DATA

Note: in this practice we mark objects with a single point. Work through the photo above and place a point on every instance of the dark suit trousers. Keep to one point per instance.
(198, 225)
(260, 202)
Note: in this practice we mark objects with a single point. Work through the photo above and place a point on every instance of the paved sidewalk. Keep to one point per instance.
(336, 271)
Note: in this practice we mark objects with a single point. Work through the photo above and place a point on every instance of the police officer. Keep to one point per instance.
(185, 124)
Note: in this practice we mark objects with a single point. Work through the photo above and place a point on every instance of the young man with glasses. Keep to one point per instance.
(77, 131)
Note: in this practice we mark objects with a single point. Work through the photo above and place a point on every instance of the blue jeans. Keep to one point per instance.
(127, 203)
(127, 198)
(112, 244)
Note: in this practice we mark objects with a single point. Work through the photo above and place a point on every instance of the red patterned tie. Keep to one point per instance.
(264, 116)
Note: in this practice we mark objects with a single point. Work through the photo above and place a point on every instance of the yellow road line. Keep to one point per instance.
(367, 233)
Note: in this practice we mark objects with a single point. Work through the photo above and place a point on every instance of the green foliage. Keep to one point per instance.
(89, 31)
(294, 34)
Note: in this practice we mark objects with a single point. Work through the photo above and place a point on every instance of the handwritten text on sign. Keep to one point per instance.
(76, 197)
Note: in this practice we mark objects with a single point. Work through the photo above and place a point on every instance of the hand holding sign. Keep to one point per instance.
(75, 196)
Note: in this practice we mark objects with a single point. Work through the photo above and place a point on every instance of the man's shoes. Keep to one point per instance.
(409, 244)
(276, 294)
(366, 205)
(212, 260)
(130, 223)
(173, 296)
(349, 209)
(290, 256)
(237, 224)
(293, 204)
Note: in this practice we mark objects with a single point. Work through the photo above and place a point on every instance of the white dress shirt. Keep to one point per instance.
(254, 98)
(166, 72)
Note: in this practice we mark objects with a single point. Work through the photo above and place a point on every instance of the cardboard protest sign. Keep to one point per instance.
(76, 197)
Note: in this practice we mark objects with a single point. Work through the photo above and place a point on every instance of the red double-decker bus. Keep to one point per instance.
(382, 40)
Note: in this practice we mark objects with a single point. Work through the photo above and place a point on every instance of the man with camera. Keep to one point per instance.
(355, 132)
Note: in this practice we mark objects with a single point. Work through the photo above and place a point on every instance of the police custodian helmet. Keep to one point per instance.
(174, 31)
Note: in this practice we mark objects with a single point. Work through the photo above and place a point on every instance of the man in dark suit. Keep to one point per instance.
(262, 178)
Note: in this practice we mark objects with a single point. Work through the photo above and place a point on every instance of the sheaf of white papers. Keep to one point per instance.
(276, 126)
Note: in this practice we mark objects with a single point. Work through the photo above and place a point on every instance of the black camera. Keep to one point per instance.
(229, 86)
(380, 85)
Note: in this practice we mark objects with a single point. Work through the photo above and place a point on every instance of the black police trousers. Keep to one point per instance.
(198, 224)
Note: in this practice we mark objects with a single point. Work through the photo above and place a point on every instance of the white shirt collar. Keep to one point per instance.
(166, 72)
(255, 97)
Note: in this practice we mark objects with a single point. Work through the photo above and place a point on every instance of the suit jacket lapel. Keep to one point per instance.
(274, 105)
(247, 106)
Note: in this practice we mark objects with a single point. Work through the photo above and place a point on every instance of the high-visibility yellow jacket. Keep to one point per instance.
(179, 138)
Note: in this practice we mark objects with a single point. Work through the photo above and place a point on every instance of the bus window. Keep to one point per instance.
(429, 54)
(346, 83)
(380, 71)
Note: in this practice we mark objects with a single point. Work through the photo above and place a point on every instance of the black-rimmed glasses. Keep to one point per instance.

AIM
Extract every line from the one containing "collar. Keep to one point per instance." to the end of the entries, including both of those lines, exactly as given and with nothing added.

WRITTEN REPLY
Note: in this practice we mark objects with a single point. Work through the photo above and place a point on every instance of the white shirt collar. Keep to one point per instance.
(166, 72)
(255, 97)
Note: in this practice we mark objects with a single point. Work through the photo above and place a point on every instance of the suit jacket lapel. Keep to one point per instance.
(274, 105)
(247, 106)
Note: in this practice we mark objects with a single point. Work through the photo above and place a point on every instance of the high-visibility yellow jacket. Keep to one point per instance.
(179, 138)
Note: in this practice we mark objects with a single point. Work through the photo above and place a point on every instance of the bus window. Keep to one point per instance.
(429, 54)
(346, 83)
(380, 71)
Note: in this practice we mark objects with a single point. Work through the photo above and place a point on every instance of the black-rimmed glasses. Keep to one point per instance.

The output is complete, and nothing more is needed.